**TASK DESCRIPTION:** Return the following from the records below: each line, word for word, starting with the line that contains "positive clicks: (236, 136)" and going on through the line that contains "positive clicks: (231, 146)", with nothing outside that range.

**RECORDS FOR THIS EXERCISE:**
^^^^^^^^

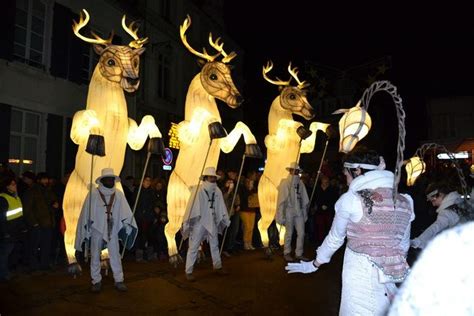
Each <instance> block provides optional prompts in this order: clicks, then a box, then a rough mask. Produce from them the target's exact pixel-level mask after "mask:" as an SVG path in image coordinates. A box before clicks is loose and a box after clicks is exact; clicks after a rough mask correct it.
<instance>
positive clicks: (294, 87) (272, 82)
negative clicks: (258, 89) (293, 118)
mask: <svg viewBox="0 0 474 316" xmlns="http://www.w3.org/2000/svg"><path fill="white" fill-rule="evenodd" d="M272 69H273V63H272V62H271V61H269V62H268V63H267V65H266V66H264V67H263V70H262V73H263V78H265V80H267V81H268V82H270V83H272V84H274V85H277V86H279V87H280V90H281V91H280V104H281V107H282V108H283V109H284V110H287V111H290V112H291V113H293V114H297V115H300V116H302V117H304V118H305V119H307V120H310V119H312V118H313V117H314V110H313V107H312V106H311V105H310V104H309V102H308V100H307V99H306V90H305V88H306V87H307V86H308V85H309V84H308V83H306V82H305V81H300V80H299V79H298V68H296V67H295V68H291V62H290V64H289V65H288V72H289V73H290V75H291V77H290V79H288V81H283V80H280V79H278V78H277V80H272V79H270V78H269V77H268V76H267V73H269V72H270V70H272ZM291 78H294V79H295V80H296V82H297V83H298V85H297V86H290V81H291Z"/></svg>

^^^^^^^^

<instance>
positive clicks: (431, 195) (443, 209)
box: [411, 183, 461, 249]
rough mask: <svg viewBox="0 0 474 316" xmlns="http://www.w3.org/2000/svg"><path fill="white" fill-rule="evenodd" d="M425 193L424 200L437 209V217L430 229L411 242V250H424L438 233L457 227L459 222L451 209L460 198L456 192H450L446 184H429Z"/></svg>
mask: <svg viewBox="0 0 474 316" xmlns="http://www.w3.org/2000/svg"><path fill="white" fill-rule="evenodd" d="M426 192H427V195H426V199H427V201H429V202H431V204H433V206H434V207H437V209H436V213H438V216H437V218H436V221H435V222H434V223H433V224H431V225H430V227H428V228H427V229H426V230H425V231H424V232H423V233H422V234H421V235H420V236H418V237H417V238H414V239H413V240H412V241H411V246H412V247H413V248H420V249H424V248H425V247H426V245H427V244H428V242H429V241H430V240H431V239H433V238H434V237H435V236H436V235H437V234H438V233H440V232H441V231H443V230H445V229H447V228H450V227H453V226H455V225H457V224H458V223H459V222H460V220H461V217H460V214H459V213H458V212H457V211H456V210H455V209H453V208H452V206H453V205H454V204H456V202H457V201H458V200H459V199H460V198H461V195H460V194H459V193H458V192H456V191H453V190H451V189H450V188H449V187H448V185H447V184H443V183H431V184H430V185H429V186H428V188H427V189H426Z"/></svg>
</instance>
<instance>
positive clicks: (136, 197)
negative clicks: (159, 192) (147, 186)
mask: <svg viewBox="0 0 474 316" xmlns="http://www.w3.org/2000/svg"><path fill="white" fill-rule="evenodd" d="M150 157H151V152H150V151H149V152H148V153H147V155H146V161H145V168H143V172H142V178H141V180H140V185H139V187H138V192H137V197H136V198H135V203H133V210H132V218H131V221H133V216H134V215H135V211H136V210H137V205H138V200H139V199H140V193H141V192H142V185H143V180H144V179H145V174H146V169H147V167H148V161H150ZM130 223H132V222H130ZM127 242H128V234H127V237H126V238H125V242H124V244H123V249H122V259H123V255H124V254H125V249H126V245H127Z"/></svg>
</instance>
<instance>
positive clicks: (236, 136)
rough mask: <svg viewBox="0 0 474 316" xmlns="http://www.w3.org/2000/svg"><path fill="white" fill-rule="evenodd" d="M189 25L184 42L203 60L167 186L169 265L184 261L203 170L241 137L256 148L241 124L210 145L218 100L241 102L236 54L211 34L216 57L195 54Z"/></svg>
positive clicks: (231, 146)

^^^^^^^^

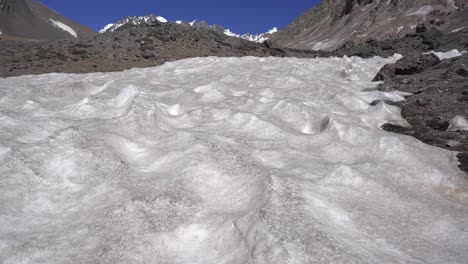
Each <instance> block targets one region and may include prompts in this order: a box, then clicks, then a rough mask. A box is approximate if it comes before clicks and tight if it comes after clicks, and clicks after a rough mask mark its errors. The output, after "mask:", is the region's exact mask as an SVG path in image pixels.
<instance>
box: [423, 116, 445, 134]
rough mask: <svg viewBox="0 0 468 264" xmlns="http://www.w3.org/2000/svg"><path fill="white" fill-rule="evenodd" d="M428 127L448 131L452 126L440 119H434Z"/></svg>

^^^^^^^^

**REPLY TO THE TASK:**
positive clicks: (236, 136)
rough mask: <svg viewBox="0 0 474 316" xmlns="http://www.w3.org/2000/svg"><path fill="white" fill-rule="evenodd" d="M189 25L184 42L203 60L167 186L169 265L184 261L203 170L241 137L256 148L241 124L210 145L218 100L241 102L236 54L211 34L216 57L195 54Z"/></svg>
positive clicks: (231, 146)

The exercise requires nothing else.